RECORD EXCERPTS START

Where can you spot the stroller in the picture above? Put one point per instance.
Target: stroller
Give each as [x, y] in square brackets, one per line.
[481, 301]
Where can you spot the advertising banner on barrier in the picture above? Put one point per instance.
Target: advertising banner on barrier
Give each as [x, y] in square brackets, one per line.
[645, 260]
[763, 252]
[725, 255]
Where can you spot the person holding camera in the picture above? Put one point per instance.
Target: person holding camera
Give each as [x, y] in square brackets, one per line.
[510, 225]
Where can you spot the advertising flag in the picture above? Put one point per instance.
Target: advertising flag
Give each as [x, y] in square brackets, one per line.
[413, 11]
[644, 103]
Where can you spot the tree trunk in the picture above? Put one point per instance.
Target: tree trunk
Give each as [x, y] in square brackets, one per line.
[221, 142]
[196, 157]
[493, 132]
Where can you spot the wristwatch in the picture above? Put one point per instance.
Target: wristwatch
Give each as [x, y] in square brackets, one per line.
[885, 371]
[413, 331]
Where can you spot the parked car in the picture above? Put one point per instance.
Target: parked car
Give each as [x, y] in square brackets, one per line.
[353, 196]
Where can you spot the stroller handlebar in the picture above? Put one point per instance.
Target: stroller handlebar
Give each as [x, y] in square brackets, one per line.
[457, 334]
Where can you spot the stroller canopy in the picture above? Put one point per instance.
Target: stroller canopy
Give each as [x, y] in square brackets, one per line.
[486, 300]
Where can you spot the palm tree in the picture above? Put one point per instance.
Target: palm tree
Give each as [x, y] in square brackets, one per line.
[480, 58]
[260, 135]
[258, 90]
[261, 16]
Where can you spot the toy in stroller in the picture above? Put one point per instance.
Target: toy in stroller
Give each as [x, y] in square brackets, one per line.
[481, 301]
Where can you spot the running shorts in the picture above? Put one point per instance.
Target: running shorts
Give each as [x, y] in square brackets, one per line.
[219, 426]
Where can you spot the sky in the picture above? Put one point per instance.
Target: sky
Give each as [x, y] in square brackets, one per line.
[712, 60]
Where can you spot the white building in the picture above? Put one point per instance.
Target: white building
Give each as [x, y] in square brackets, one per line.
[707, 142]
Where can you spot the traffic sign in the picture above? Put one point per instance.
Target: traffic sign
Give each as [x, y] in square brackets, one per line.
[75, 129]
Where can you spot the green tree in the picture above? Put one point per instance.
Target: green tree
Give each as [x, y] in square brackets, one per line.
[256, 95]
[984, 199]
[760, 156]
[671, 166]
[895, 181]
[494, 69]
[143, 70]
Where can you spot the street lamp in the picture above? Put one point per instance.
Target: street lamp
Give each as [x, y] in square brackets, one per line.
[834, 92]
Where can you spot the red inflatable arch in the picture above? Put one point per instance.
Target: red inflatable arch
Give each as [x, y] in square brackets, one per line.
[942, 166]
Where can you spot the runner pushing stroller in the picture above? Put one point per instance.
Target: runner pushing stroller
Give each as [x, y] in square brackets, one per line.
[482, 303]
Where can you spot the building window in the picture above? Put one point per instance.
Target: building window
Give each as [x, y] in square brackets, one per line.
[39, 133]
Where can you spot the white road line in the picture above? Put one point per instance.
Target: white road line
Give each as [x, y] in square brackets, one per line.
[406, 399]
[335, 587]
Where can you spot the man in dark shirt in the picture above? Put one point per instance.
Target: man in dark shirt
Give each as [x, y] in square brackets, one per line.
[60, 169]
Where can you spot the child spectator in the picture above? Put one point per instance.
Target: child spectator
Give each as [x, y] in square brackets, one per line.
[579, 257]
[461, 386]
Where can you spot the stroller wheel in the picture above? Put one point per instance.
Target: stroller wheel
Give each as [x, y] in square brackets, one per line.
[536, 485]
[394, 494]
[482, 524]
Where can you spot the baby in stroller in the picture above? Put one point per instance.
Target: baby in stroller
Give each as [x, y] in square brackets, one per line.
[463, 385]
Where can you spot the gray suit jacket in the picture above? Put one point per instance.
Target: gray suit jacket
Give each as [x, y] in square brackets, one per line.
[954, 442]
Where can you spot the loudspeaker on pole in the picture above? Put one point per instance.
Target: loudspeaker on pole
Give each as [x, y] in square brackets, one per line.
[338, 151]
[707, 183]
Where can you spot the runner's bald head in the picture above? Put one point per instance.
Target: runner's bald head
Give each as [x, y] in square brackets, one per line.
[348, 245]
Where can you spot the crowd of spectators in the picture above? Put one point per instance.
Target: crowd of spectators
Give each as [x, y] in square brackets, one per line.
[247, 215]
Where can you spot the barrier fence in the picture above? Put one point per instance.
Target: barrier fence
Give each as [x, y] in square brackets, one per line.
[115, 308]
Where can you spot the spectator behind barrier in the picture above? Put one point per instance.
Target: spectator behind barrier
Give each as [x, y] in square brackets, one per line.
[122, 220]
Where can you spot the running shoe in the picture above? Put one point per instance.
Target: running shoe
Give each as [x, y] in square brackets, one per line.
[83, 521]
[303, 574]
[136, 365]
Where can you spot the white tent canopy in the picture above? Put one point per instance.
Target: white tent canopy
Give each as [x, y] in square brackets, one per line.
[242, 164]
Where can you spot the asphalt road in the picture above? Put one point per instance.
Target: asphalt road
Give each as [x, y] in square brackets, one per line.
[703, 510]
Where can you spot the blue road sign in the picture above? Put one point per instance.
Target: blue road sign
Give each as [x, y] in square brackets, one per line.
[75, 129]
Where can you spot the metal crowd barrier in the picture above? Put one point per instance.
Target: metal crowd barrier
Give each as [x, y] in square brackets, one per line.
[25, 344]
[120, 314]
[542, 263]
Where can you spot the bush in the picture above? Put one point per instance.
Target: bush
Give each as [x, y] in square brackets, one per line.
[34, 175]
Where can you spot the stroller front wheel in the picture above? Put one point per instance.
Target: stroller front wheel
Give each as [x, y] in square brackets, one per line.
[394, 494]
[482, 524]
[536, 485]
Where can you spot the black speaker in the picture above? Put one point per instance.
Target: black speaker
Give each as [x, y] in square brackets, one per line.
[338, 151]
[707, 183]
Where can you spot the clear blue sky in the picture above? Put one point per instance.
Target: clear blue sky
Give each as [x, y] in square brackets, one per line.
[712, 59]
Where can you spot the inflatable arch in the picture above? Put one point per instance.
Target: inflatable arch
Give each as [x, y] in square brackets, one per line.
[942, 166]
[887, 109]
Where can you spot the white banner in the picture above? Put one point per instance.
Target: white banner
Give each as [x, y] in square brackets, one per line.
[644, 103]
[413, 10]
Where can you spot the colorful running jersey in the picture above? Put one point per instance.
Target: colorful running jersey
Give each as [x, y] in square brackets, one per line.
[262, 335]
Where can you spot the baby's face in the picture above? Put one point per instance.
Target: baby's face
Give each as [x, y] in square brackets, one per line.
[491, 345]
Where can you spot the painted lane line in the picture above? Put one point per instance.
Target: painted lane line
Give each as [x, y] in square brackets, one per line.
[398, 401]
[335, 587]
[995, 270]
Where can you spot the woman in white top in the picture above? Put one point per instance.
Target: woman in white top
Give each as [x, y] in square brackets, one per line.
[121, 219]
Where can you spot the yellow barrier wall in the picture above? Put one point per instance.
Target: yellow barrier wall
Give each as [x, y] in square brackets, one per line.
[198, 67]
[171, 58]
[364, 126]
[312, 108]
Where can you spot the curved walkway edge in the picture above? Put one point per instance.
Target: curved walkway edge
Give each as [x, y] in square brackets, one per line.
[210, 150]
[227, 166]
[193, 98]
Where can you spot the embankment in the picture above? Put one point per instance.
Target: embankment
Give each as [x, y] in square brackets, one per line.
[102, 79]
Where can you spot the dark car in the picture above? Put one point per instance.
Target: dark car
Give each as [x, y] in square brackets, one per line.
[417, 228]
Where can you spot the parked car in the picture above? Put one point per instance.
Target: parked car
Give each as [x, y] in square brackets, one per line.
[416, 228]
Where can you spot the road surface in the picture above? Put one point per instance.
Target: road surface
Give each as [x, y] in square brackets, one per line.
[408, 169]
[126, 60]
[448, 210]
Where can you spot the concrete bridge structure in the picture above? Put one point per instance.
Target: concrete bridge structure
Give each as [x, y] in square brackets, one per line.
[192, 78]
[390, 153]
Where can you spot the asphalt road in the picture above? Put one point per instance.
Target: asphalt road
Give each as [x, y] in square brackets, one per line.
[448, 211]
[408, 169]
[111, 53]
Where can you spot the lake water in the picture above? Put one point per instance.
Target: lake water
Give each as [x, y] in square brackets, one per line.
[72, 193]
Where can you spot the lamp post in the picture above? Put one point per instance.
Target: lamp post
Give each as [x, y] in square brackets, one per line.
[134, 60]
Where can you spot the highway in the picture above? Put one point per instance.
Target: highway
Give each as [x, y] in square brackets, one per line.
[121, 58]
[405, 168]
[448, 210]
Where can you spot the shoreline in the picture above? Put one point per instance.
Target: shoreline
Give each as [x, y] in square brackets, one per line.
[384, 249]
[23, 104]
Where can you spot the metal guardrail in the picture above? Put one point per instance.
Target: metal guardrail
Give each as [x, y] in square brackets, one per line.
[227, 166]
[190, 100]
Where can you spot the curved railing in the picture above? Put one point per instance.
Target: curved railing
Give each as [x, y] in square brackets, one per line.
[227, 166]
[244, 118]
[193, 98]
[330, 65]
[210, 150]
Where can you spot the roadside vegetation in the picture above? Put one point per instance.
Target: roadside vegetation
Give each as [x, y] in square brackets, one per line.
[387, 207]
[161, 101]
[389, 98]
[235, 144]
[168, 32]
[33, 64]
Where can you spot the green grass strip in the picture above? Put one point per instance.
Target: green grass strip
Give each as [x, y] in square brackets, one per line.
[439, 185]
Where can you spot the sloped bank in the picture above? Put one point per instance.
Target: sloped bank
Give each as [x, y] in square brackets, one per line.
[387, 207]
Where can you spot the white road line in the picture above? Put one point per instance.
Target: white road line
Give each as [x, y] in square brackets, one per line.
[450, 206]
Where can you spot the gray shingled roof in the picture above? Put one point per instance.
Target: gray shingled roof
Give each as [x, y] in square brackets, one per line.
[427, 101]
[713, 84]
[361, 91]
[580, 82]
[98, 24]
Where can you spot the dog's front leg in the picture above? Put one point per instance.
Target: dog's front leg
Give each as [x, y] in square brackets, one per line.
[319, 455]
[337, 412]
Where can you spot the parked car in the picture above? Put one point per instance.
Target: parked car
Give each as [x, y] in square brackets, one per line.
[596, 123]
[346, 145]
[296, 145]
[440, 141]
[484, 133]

RECORD EXCERPTS END

• _DESCRIPTION OF THE TASK_: Of the records above, copy each line that includes "handlebar".

• _SOLUTION FOR THIS EXERCISE_:
Where can you spot the stroller handlebar in the picture above? Put one point per instance.
Target: stroller handlebar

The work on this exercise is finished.